> **Record excerpts**:
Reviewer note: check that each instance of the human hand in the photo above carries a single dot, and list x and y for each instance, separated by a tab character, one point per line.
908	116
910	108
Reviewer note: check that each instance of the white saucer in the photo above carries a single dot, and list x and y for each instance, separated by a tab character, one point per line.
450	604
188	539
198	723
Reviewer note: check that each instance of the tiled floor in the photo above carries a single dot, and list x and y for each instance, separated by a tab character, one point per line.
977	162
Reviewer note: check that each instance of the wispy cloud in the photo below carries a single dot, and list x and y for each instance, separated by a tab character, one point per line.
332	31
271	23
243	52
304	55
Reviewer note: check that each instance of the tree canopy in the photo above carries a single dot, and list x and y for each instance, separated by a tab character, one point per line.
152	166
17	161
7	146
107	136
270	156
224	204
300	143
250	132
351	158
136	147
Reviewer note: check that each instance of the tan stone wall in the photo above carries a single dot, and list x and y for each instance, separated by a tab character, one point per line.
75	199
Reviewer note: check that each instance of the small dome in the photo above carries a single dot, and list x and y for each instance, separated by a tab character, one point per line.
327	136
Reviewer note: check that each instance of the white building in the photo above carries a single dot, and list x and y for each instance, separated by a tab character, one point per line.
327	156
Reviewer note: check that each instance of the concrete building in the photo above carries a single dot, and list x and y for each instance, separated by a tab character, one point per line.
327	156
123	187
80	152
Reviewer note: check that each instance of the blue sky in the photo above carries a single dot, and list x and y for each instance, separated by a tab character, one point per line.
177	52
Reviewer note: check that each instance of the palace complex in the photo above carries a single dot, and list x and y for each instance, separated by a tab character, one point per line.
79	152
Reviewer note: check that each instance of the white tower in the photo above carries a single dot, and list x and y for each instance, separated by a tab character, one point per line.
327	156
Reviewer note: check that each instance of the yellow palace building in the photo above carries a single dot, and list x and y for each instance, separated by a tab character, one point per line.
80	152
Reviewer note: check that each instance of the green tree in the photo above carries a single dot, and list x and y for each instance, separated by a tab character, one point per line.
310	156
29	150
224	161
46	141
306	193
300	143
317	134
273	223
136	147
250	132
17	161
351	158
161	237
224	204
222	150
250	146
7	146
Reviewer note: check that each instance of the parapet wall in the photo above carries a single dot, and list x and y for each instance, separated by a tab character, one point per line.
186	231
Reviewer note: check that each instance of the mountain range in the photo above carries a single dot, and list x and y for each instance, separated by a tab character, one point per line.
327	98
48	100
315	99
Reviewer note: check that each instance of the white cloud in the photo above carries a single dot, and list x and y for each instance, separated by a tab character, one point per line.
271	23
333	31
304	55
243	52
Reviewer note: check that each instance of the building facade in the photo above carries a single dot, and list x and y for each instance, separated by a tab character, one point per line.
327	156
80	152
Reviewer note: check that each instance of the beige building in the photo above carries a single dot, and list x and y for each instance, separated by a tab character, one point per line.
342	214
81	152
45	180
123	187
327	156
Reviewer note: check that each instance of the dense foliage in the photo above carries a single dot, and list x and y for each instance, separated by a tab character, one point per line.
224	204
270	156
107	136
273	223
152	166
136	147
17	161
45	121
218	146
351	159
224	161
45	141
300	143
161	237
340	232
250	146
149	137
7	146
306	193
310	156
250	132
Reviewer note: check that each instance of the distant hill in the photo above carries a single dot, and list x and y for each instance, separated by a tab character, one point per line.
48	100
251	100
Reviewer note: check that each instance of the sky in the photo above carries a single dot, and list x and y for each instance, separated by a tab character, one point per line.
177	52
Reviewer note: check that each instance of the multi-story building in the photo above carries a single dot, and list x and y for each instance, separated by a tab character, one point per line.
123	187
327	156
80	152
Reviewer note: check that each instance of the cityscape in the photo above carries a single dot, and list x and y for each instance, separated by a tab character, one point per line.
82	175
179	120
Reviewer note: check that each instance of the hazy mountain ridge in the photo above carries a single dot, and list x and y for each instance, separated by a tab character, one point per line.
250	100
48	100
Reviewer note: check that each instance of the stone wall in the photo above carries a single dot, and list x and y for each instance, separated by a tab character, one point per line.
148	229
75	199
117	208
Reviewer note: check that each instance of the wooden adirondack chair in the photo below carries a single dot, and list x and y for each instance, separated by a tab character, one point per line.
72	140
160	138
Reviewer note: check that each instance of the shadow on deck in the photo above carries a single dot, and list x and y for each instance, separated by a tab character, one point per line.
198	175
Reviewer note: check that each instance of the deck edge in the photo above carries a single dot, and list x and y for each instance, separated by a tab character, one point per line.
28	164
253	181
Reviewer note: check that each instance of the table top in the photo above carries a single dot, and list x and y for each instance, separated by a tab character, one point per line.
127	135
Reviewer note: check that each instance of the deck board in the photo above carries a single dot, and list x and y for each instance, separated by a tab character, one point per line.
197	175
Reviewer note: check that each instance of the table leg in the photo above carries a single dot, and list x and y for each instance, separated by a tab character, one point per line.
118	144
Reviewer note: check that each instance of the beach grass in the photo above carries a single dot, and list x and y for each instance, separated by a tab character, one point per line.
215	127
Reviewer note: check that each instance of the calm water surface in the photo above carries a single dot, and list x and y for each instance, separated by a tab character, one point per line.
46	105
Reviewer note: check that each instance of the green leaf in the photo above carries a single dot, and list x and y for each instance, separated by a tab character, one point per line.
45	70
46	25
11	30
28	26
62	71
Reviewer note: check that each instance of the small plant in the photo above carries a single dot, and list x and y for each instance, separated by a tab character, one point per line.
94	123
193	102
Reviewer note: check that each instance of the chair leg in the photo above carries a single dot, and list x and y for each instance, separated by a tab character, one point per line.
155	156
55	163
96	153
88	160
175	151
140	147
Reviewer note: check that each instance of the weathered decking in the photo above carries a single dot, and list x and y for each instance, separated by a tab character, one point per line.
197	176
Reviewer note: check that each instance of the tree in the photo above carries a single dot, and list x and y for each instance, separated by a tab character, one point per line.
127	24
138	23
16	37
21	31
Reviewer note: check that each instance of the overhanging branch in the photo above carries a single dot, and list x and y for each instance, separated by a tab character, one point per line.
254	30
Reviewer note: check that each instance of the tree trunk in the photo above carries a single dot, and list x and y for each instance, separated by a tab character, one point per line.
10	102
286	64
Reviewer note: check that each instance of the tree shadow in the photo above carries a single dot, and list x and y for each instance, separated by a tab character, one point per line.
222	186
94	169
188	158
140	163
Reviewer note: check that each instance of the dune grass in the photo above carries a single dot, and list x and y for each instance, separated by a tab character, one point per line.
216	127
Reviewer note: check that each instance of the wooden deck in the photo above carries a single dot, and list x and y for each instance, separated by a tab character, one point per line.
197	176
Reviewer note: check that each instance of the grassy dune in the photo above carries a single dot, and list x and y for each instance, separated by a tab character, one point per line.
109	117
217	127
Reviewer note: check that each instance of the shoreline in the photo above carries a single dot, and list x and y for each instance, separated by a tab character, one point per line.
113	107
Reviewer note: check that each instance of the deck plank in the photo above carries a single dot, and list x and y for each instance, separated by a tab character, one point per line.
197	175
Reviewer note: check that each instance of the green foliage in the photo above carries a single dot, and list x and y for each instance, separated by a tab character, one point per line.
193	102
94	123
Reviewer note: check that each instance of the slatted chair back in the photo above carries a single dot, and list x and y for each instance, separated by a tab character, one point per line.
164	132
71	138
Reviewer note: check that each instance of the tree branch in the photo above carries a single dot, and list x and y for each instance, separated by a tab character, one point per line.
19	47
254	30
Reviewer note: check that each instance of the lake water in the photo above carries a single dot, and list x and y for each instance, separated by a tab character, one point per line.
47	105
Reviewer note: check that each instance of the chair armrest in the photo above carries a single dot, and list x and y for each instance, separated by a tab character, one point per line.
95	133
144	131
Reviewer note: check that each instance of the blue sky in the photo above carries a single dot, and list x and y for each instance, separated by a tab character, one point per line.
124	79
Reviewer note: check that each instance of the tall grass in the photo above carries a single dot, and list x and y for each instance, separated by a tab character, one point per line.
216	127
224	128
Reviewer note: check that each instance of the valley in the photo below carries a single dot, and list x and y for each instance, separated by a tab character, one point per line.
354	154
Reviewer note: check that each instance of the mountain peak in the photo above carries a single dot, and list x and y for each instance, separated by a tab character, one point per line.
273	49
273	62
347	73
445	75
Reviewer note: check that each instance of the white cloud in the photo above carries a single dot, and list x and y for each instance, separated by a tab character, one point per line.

> **What is expected**: Give back exactly the lines that run from the line with "Reviewer note: check that each instance of the lake" through the close of the material, counting both ends, and nothing more.

> **Result of the task**:
Reviewer note: check that each instance of the lake water in the photo above carries a single dot, and list x and y for each instance, separated by a tab character, one point per line.
47	105
Reviewer note: check that each instance of the chair armrest in the photo above carries a single dot, and list x and y for each instance, separated by a tab character, one point per line.
95	133
144	131
Reviewer note: check that each instance of the blue sky in the photo above carries a single dot, and list x and y for each instance, separated by a tab character, one point per line.
124	79
Reviewer note: check that each instance of the tall grass in the photo above carries a single dot, and list x and y for each instance, separated by a tab character, one point per line.
216	127
224	128
Reviewer note: check that each instance of the valley in the photo below carries a single dot, and list x and y for each instance, separated by a tab character, one point per line.
354	154
Reviewer note: check that each instance of the mountain peak in the photo above carries a single dot, and list x and y for each instance, separated by a tab character, one point per line.
273	49
273	62
347	73
445	75
Reviewer note: check that each instance of the white cloud in the photo above carries a single dot, and list x and y for each instance, separated by a tab character, one point per line.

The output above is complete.